Dataset rows -
-- START --
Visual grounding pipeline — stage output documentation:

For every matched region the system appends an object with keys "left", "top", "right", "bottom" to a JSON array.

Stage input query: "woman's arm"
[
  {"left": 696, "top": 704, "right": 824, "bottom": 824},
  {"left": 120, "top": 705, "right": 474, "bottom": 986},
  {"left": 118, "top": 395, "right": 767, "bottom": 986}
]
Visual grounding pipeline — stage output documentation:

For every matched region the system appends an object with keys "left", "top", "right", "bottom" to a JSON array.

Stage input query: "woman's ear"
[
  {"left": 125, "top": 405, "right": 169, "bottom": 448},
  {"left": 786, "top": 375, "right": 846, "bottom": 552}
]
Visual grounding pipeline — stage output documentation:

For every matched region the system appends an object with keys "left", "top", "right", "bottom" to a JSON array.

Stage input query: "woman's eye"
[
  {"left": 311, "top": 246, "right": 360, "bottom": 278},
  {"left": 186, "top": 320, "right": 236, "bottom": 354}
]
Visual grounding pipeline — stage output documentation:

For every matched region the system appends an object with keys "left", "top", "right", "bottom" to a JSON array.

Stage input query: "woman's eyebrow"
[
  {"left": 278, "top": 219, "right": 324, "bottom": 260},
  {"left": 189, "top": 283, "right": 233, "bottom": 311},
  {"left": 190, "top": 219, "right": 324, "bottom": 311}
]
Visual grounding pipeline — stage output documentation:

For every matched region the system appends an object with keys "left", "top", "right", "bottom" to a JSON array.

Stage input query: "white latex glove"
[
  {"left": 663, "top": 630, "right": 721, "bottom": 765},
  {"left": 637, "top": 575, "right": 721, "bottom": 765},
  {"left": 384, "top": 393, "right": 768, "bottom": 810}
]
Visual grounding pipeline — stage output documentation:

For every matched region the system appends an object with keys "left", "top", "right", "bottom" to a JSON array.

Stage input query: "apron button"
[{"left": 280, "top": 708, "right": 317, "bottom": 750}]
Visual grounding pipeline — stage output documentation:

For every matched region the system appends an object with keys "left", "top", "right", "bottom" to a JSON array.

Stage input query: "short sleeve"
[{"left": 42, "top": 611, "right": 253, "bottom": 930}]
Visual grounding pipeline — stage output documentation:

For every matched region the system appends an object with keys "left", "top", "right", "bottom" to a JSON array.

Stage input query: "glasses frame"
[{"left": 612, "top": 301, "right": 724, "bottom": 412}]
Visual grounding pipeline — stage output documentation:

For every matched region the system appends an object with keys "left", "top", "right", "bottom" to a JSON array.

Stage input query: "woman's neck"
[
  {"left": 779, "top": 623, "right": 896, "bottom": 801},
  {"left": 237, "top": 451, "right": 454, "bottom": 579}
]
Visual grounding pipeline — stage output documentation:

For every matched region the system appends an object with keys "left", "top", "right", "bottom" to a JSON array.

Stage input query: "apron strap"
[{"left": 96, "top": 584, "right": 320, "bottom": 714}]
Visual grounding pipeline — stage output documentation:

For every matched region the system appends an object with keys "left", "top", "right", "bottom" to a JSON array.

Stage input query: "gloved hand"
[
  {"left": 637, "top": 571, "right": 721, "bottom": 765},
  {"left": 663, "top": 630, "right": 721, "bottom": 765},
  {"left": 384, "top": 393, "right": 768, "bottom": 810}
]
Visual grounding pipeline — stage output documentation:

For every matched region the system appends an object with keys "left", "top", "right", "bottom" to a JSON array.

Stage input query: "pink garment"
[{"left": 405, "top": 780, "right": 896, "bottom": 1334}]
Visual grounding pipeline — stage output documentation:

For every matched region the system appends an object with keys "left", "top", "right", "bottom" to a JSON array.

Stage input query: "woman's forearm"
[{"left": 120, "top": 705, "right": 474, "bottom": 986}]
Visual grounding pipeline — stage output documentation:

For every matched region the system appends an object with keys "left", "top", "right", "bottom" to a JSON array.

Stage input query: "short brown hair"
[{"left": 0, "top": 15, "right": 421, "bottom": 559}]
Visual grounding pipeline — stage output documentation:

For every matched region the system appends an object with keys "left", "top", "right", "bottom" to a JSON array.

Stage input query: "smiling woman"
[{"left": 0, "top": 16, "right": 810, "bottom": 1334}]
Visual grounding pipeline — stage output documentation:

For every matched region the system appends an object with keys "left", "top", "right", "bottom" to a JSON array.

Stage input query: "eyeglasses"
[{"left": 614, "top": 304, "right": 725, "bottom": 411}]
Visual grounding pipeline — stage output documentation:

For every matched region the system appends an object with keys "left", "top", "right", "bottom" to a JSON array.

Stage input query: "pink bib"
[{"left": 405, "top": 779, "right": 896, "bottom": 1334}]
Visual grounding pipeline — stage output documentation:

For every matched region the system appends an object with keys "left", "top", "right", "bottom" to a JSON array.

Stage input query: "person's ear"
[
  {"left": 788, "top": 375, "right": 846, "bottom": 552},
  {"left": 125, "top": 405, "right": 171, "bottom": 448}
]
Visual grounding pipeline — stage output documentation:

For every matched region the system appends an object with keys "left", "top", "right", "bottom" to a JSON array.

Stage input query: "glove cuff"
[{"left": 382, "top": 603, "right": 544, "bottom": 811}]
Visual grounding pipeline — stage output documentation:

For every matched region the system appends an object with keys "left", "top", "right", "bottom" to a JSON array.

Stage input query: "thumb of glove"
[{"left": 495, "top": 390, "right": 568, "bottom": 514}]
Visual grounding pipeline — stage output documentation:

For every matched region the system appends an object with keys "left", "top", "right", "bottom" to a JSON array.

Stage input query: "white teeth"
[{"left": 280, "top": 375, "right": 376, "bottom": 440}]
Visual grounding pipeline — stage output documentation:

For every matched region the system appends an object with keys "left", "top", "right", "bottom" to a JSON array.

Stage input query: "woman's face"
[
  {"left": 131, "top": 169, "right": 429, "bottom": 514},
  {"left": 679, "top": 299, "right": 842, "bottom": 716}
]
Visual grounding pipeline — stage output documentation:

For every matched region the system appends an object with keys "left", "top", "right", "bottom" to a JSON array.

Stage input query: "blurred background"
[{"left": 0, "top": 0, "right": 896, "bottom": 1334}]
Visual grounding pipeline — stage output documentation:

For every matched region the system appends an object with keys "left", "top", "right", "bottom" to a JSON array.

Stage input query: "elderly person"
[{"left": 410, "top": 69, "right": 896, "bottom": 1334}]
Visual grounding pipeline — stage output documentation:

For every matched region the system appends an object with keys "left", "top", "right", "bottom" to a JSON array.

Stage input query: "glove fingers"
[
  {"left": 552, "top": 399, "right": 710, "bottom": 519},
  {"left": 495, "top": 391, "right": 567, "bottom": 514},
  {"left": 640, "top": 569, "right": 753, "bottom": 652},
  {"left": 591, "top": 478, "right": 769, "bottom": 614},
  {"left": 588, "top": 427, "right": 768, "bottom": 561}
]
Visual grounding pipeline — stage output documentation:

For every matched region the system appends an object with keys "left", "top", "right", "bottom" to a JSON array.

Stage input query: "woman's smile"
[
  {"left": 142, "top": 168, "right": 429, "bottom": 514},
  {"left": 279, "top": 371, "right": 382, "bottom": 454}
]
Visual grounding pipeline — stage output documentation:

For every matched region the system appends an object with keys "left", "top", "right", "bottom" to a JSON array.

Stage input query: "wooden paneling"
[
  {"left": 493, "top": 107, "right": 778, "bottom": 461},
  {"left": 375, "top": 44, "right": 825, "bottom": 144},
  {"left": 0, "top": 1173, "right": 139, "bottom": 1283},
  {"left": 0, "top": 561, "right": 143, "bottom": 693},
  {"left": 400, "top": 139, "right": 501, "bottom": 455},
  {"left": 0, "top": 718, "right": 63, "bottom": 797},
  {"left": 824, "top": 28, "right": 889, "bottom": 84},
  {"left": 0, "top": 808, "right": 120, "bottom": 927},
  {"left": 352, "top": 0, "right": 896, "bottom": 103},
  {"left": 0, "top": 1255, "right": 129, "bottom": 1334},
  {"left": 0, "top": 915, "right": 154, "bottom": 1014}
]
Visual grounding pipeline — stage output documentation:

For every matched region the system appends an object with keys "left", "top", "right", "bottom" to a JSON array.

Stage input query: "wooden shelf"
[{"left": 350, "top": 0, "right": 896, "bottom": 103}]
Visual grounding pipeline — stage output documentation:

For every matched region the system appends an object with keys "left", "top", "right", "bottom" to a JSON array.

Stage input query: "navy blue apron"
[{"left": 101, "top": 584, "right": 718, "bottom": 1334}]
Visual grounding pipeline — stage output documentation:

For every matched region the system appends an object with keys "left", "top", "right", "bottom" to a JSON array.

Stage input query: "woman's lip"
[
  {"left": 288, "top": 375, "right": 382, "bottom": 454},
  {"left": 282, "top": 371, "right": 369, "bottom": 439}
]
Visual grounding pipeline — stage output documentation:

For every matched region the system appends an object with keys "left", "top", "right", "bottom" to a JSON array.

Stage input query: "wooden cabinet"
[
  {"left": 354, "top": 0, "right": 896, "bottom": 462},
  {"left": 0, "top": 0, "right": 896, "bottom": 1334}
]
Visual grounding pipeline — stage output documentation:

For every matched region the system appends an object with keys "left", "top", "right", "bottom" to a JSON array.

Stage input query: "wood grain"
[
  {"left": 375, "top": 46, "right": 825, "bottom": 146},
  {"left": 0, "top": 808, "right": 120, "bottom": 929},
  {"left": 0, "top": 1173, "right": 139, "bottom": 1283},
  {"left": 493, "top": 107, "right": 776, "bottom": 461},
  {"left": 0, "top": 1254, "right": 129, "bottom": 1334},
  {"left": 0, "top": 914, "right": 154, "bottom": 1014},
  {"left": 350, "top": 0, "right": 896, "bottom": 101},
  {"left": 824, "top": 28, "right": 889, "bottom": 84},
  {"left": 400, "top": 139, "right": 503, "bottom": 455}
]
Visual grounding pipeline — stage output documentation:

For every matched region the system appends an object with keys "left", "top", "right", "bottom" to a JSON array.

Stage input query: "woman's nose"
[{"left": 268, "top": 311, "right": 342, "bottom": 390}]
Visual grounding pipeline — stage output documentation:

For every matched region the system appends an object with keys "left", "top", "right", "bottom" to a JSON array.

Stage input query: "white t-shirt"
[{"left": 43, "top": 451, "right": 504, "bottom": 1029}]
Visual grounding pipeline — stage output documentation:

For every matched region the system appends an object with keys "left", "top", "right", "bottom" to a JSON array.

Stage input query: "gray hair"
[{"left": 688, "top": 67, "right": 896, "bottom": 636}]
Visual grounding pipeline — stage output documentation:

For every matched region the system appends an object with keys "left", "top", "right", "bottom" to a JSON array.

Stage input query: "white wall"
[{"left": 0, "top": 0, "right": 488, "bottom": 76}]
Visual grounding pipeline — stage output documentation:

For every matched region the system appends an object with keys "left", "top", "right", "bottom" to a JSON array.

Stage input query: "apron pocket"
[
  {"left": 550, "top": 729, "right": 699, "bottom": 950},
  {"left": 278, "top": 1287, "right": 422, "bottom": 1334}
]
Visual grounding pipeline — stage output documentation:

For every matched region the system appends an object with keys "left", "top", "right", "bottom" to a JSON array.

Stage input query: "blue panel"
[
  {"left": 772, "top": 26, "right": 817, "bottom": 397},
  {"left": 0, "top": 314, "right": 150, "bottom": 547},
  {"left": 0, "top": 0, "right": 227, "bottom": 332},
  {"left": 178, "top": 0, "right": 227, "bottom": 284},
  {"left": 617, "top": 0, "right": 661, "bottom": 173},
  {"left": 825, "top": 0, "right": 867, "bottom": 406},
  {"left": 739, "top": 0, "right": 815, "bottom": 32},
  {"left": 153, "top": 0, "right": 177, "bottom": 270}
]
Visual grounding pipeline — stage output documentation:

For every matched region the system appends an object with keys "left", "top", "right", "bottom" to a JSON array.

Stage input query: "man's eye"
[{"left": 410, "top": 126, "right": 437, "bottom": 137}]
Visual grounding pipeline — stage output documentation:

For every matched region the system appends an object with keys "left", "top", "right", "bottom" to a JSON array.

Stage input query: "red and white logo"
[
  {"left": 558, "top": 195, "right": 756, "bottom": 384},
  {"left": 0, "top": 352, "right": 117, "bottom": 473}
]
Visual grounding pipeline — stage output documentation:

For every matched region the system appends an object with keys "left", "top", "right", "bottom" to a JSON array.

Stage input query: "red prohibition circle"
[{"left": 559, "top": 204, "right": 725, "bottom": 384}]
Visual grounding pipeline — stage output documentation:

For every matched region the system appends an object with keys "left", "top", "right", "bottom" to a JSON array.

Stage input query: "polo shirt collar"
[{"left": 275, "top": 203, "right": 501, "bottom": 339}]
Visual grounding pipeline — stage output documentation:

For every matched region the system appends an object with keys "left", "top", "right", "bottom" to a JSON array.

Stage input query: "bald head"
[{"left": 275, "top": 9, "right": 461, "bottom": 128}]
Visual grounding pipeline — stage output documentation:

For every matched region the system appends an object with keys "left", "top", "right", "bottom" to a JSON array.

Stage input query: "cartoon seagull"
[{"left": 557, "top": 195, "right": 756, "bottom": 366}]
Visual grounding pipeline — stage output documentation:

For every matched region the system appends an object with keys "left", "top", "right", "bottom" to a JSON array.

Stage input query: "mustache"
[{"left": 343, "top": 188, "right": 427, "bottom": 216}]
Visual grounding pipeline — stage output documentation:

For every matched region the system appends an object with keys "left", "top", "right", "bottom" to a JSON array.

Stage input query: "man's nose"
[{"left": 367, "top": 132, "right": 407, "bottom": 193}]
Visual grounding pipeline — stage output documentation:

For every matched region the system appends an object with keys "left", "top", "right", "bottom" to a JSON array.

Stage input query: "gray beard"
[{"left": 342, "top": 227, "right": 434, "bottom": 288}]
-- END --
What you need to do - Pull out every line in the listing above that contains the word "pink", and copy each one. Case counts.

The output -
Stage input query: "pink garment"
Stage input query: "pink bib"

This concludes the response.